-- Begin --

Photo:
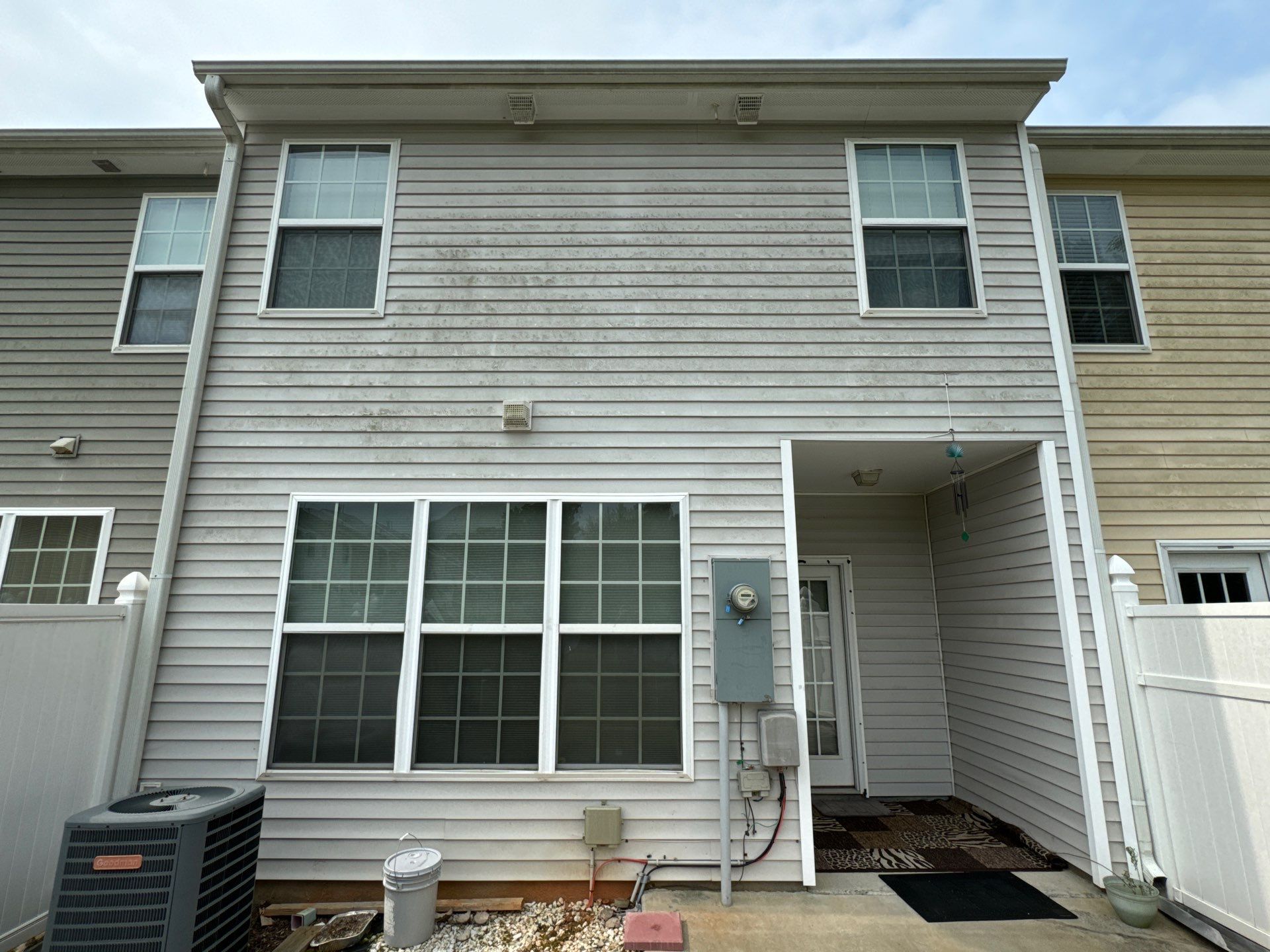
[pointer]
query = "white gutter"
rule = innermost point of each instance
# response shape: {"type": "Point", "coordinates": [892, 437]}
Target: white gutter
{"type": "Point", "coordinates": [1097, 583]}
{"type": "Point", "coordinates": [183, 444]}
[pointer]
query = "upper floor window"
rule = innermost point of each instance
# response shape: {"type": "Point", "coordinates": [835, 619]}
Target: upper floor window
{"type": "Point", "coordinates": [165, 272]}
{"type": "Point", "coordinates": [913, 229]}
{"type": "Point", "coordinates": [329, 241]}
{"type": "Point", "coordinates": [54, 556]}
{"type": "Point", "coordinates": [1100, 287]}
{"type": "Point", "coordinates": [483, 634]}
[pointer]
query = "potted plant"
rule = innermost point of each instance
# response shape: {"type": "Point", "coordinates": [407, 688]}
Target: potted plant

-- End --

**SET EXERCISE**
Format every line of the records above as a Markdown table with two columns, Row for a running number and Line for the text, and skip any blank lines. Omit the pictures from the table.

**PROBLEM SOLUTION**
| Row | Line |
|---|---|
| 1 | Photo: |
| 2 | [pointer] |
| 3 | query = "white gutter" |
| 4 | rule = innermost point of each instance |
| 5 | # response shape: {"type": "Point", "coordinates": [892, 437]} |
| 6 | Target: white gutter |
| 7 | {"type": "Point", "coordinates": [1097, 583]} |
| 8 | {"type": "Point", "coordinates": [183, 444]} |
| 9 | [pointer] |
| 10 | query = "upper floor window" |
| 11 | rule = innermost point of each instance |
| 12 | # response shape: {"type": "Point", "coordinates": [835, 619]} |
| 13 | Target: upper floor window |
| 14 | {"type": "Point", "coordinates": [165, 272]} |
| 15 | {"type": "Point", "coordinates": [913, 229]} |
| 16 | {"type": "Point", "coordinates": [329, 241]} |
| 17 | {"type": "Point", "coordinates": [54, 556]} |
| 18 | {"type": "Point", "coordinates": [1100, 287]} |
| 19 | {"type": "Point", "coordinates": [483, 634]} |
| 20 | [pointer] |
| 21 | query = "potted plant" |
| 22 | rule = innermost point of each instance |
| 23 | # response shape: {"type": "Point", "coordinates": [407, 688]} |
| 24 | Target: potted plant |